- Instructions to follow
Take the material below and reproduce, word for word, only the lines from the line with "around the sky." through the line with "around the green".

(Beginning of Data extracts)

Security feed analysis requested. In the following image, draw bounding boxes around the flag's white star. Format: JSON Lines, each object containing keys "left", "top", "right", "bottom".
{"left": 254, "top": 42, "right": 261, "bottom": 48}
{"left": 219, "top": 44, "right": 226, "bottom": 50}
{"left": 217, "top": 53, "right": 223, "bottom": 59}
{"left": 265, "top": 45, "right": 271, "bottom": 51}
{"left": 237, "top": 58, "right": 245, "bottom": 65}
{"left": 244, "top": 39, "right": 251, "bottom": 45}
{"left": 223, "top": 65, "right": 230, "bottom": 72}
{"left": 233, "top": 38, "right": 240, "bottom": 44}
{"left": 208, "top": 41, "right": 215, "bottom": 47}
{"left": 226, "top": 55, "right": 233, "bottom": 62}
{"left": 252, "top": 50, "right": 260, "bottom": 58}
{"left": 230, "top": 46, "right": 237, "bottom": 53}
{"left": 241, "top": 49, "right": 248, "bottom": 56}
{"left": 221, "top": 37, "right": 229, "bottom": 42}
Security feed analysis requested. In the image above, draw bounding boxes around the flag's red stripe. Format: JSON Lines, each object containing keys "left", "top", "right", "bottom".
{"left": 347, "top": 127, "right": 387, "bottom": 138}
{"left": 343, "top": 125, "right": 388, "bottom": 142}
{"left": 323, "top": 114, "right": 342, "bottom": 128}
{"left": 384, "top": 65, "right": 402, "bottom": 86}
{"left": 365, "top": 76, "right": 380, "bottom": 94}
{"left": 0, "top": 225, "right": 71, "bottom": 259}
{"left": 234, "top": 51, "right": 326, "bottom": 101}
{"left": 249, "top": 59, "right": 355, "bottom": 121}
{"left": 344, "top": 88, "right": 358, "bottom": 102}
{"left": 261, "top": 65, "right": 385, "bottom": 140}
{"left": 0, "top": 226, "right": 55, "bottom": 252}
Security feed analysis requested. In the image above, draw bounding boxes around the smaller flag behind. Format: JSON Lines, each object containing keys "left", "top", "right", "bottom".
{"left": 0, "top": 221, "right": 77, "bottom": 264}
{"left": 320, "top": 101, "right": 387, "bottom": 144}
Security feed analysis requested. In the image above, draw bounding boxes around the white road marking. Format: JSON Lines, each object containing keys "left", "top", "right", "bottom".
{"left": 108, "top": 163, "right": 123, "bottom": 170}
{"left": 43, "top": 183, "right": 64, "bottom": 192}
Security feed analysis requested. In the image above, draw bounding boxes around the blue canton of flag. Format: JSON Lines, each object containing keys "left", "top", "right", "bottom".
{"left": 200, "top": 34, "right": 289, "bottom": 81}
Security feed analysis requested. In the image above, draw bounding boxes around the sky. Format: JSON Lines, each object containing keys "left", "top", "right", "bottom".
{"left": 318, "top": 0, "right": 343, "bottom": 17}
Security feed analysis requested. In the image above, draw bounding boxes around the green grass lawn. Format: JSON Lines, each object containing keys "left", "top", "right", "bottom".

(End of Data extracts)
(Beginning of Data extracts)

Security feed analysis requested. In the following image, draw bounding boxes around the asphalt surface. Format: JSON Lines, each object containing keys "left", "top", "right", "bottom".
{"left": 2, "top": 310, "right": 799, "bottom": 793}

(End of Data extracts)

- Response for this exercise
Security feed analysis requested. In the image above, draw bounding boxes around the sky. Format: JSON Lines, each object containing keys "left", "top", "right", "bottom".
{"left": 318, "top": 0, "right": 343, "bottom": 17}
Security feed analysis requested. In the image above, draw bounding boxes around the green grass lawn. Format: JSON Lines, each object containing keys "left", "top", "right", "bottom".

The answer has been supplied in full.